SUPPLIED MATERIAL:
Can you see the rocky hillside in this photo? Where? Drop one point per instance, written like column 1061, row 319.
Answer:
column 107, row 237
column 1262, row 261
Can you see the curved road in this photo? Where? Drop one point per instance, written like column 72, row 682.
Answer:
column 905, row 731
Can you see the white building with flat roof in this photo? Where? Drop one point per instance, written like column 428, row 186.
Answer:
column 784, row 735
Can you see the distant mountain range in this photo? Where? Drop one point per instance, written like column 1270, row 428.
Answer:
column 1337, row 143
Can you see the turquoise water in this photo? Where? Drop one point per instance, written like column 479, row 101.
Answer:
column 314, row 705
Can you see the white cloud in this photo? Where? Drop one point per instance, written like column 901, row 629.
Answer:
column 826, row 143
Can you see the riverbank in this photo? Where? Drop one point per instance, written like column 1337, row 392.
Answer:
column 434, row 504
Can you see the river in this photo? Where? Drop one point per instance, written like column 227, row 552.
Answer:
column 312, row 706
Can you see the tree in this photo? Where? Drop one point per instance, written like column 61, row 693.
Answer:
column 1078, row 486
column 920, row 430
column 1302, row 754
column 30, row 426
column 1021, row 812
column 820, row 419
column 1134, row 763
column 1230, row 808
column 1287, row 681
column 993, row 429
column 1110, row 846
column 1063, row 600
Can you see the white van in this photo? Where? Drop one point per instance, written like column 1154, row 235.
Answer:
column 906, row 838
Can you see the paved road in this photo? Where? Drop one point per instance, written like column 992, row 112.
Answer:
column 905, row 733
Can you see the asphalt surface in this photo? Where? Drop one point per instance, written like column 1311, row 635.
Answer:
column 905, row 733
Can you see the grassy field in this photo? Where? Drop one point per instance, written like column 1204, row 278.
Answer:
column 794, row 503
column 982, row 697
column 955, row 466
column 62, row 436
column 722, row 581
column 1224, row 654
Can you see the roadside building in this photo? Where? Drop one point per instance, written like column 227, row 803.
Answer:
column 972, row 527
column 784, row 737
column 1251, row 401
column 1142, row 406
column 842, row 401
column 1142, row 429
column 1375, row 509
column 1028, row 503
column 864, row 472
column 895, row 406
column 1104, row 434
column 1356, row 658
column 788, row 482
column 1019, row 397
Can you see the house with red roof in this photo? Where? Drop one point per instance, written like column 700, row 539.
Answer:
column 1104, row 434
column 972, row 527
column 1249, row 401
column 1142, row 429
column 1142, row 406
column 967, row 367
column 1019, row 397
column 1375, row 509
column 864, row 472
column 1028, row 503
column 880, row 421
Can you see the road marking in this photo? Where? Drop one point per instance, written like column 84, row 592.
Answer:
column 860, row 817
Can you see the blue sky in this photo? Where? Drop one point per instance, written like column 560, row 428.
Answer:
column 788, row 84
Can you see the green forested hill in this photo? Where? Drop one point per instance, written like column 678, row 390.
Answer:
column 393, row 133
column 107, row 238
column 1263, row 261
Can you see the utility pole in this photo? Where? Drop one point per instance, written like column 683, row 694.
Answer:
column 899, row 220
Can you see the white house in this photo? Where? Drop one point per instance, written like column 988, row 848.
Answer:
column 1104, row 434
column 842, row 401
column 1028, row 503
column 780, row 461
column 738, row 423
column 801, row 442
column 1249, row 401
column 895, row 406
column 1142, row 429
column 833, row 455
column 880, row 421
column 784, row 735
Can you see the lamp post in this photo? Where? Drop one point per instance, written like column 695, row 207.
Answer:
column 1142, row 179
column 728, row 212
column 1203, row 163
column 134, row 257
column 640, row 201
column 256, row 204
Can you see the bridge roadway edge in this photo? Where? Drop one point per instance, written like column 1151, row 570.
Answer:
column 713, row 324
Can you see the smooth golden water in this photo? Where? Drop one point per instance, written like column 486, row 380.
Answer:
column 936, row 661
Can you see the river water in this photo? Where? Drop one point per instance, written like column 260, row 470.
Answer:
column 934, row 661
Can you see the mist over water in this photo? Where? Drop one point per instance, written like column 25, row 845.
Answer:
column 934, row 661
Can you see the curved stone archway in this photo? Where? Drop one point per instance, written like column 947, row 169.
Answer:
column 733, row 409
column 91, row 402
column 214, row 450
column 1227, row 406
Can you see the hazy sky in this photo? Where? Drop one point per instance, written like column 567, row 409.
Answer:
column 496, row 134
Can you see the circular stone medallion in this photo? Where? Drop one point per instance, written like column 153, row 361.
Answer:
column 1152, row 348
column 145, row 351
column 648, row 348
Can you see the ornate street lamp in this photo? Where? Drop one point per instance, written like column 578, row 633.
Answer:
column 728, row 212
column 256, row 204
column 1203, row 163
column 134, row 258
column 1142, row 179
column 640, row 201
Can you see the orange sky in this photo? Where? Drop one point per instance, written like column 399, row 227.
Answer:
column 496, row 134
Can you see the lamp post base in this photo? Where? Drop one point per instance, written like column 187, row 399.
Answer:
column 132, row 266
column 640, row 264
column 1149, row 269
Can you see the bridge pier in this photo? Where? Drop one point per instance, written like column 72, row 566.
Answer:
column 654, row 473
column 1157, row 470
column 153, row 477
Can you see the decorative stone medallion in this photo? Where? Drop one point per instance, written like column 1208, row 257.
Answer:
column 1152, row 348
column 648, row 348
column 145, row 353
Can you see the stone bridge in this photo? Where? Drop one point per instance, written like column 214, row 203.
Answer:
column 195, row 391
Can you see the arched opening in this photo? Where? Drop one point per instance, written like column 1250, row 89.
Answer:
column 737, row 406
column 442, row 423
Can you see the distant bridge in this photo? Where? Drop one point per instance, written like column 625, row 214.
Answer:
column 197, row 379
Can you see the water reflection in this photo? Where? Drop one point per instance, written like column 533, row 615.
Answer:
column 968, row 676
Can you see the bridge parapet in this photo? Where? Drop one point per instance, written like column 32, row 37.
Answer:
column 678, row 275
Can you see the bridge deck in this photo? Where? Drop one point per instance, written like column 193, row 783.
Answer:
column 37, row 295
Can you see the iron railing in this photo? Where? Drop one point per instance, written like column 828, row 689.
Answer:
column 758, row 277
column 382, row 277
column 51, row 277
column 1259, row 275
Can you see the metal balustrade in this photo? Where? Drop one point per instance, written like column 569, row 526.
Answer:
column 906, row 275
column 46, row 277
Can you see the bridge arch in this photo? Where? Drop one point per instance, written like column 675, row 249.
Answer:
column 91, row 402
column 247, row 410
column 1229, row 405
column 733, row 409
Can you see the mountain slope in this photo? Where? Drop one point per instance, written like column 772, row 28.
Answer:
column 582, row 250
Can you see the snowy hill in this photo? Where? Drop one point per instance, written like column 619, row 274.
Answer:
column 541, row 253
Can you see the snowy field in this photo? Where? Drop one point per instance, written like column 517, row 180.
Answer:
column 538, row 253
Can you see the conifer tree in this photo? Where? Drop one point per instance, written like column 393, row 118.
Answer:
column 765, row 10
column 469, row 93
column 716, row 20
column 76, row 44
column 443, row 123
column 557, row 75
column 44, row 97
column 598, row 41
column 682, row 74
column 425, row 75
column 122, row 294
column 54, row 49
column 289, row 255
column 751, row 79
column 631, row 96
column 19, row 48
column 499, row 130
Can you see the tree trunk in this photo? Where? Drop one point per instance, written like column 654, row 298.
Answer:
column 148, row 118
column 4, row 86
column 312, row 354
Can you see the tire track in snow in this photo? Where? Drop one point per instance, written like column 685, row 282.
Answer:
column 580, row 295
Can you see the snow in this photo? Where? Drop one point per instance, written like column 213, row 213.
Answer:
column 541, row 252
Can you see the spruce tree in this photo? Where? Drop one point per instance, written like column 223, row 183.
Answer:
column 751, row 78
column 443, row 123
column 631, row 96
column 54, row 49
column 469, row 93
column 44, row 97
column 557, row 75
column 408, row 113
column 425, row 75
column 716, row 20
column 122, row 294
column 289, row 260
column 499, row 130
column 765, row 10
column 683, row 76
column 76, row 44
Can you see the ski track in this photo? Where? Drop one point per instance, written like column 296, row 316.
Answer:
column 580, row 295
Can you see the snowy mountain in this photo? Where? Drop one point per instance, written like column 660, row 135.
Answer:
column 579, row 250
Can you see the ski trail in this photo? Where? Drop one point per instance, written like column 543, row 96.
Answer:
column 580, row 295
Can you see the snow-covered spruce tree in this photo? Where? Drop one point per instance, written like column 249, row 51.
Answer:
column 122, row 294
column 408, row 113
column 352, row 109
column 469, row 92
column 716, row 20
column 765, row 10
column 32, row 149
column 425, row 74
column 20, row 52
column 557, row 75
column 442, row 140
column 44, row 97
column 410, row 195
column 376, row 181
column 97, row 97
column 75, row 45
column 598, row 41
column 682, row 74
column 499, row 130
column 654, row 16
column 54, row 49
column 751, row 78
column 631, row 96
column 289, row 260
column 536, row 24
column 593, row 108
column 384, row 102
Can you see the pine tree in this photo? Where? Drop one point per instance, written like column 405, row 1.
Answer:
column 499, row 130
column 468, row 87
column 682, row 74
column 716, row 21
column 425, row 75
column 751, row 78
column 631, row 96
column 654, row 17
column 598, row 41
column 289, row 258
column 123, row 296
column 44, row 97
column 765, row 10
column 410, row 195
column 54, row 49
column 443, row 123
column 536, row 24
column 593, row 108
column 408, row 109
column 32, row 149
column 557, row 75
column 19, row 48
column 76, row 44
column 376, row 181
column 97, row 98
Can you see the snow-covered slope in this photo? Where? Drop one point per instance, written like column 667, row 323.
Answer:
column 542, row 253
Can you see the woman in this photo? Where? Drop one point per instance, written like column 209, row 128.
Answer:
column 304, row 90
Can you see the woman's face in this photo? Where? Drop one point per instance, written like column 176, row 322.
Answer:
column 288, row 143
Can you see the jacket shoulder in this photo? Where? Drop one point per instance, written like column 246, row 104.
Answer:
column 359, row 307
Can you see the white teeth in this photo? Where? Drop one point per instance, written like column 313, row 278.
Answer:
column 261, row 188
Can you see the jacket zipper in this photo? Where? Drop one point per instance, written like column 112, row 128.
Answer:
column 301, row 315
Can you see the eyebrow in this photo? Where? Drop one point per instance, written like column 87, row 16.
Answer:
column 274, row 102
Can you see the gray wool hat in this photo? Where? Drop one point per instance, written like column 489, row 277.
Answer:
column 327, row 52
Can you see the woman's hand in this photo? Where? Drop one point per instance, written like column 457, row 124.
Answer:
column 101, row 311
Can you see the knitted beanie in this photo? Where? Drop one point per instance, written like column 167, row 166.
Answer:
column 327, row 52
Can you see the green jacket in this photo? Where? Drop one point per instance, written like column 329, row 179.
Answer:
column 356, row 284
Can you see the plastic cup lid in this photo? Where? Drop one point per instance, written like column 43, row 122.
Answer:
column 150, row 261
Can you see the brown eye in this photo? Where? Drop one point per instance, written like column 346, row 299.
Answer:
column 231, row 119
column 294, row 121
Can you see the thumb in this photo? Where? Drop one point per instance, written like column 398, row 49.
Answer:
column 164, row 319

EXERCISE INSTRUCTIONS:
Restate word for word only the lines above from the line containing "Can you see the arched" to the line containing "Can you see the tree trunk", both of them included.

ANSWER BOX:
Can you see the arched opening in this photo? Where? Drop one point per instance, written like column 1250, row 89.
Answer:
column 737, row 406
column 442, row 423
Can you see the distant bridge in this photo? Where? Drop one point per instance, written like column 625, row 214.
Answer:
column 197, row 379
Can you see the water reflection in this photo? Where? Drop one point per instance, written like column 533, row 615.
Answer:
column 968, row 676
Can you see the bridge parapet in this photo? Where? Drop one point per instance, written like column 32, row 37.
Answer:
column 678, row 275
Can you see the bridge deck in this photo? Where? Drop one point per instance, written like column 193, row 783.
Answer:
column 37, row 295
Can you see the iron railing in this photo? Where? Drop one point per instance, written like column 828, row 689.
Answer:
column 758, row 277
column 382, row 277
column 51, row 277
column 1259, row 275
Can you see the metal balustrade in this photo? Where? Drop one point per instance, written like column 569, row 526.
Answer:
column 906, row 275
column 46, row 277
Can you see the bridge arch in this photo? Where? Drop one point per instance, written like column 675, row 249.
Answer:
column 91, row 402
column 247, row 410
column 1229, row 405
column 733, row 409
Can you see the mountain slope in this photo? Where? Drop one point per instance, written like column 772, row 28.
Answer:
column 582, row 250
Can you see the snowy hill in this photo? Where? Drop one point per instance, written like column 619, row 274.
Answer:
column 541, row 253
Can you see the snowy field in this photo? Where? Drop one point per instance, written like column 517, row 180.
Answer:
column 538, row 253
Can you see the conifer tree in this photo? Where? Drop one point per instance, written like column 393, row 118.
Answer:
column 765, row 10
column 469, row 93
column 716, row 20
column 76, row 44
column 443, row 123
column 557, row 75
column 44, row 97
column 598, row 41
column 682, row 74
column 425, row 75
column 122, row 294
column 54, row 49
column 289, row 255
column 751, row 79
column 631, row 96
column 19, row 48
column 499, row 130
Can you see the tree trunk in this photo? Where? Drop one point per instance, written like column 654, row 298.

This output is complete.